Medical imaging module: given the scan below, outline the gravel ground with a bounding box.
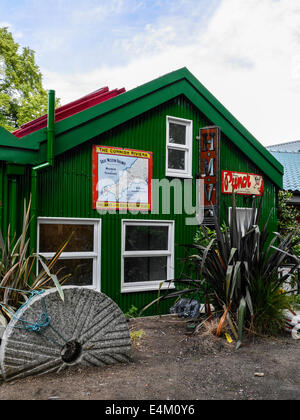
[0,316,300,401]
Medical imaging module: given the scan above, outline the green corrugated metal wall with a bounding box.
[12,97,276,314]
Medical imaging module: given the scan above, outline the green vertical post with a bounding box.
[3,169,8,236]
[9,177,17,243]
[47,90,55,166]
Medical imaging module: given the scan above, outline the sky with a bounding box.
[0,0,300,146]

──────────

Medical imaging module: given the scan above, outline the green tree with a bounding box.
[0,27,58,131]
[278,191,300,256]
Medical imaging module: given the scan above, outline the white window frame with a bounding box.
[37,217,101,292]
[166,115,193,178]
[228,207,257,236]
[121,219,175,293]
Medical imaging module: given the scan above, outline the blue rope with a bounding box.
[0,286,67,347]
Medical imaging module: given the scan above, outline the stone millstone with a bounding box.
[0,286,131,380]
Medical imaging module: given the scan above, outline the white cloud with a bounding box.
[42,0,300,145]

──────────

Aufgabe: Ordne bitte den Abschnitt der Liste oben, von der Zeile mit „tree with a bounding box.“ bis einschließlich der Zeile mit „[0,286,67,347]“, als zweispaltige CSV mit den Spalten text und ergebnis an. Jeder Text steht zusammen mit seinem vollständigen Ergebnis in einer eigenen Zeile, wobei jedes Feld in Anführungszeichen steht und Zeilenumbrüche durch Leerzeichen ersetzt sind.

Lösung:
text,ergebnis
"Medical imaging module: given the scan above, outline the green tree with a bounding box.","[0,27,58,131] [278,191,300,256]"
"Medical imaging module: given the scan above, outline the white window frame with a bounding box.","[37,217,101,292] [166,115,193,178] [228,207,257,236] [121,219,175,293]"
"Medical imaging module: given the scan above, outline the blue rope with a bounding box.","[0,286,67,347]"